* EXERCISE GOAL: Return each line of the data that contains the string "tree". Uppercase and lowercase letters count as different.

[Shape labeling records]
[start]

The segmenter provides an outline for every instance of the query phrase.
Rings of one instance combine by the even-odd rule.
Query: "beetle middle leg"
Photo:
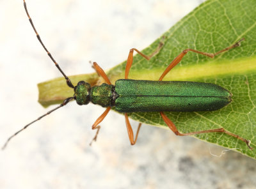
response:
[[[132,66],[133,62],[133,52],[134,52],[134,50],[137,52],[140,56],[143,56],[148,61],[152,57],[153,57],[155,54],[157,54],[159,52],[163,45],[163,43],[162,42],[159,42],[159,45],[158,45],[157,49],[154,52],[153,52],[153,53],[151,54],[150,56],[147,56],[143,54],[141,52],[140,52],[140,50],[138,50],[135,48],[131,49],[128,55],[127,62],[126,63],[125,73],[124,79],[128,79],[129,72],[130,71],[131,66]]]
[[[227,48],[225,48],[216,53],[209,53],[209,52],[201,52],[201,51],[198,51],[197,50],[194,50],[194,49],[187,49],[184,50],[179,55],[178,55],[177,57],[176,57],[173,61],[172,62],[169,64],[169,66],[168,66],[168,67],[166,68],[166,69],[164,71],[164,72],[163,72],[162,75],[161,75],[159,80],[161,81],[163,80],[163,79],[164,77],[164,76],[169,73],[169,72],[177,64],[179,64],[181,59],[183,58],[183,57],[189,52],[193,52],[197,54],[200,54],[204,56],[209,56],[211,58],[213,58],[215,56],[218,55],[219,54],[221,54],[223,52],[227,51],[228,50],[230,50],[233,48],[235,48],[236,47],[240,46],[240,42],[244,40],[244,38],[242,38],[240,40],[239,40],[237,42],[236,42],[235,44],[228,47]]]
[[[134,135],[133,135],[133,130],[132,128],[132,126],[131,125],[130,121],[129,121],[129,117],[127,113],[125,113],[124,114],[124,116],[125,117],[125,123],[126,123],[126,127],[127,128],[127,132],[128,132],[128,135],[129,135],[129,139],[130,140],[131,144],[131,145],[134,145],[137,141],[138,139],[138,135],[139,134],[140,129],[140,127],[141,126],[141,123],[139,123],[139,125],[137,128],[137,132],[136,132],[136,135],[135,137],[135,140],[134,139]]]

[end]
[start]

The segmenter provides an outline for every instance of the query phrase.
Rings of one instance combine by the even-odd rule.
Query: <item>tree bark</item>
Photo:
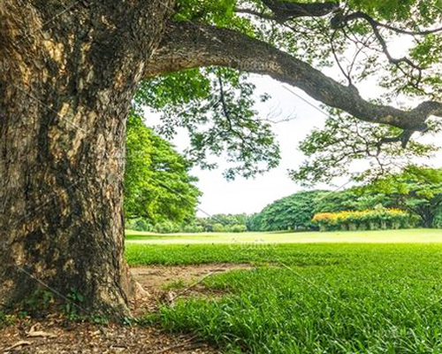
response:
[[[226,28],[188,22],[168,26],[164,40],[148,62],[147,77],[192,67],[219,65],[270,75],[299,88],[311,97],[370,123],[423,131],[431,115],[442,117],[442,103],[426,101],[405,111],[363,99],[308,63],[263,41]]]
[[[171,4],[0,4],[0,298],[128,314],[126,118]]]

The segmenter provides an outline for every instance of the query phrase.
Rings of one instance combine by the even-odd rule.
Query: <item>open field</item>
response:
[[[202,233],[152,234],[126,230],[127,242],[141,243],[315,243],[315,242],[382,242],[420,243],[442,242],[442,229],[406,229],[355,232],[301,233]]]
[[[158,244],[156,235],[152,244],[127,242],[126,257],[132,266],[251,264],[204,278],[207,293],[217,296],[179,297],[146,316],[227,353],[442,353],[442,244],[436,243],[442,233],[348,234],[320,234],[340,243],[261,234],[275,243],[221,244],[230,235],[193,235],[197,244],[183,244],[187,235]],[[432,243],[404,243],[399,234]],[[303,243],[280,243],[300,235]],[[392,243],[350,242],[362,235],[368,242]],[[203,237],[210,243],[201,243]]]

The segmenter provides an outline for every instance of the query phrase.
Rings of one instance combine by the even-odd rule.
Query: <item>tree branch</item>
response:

[end]

* REPLY TO THE EXERCISE:
Query: <item>tree bark</item>
Query: <item>tree branch</item>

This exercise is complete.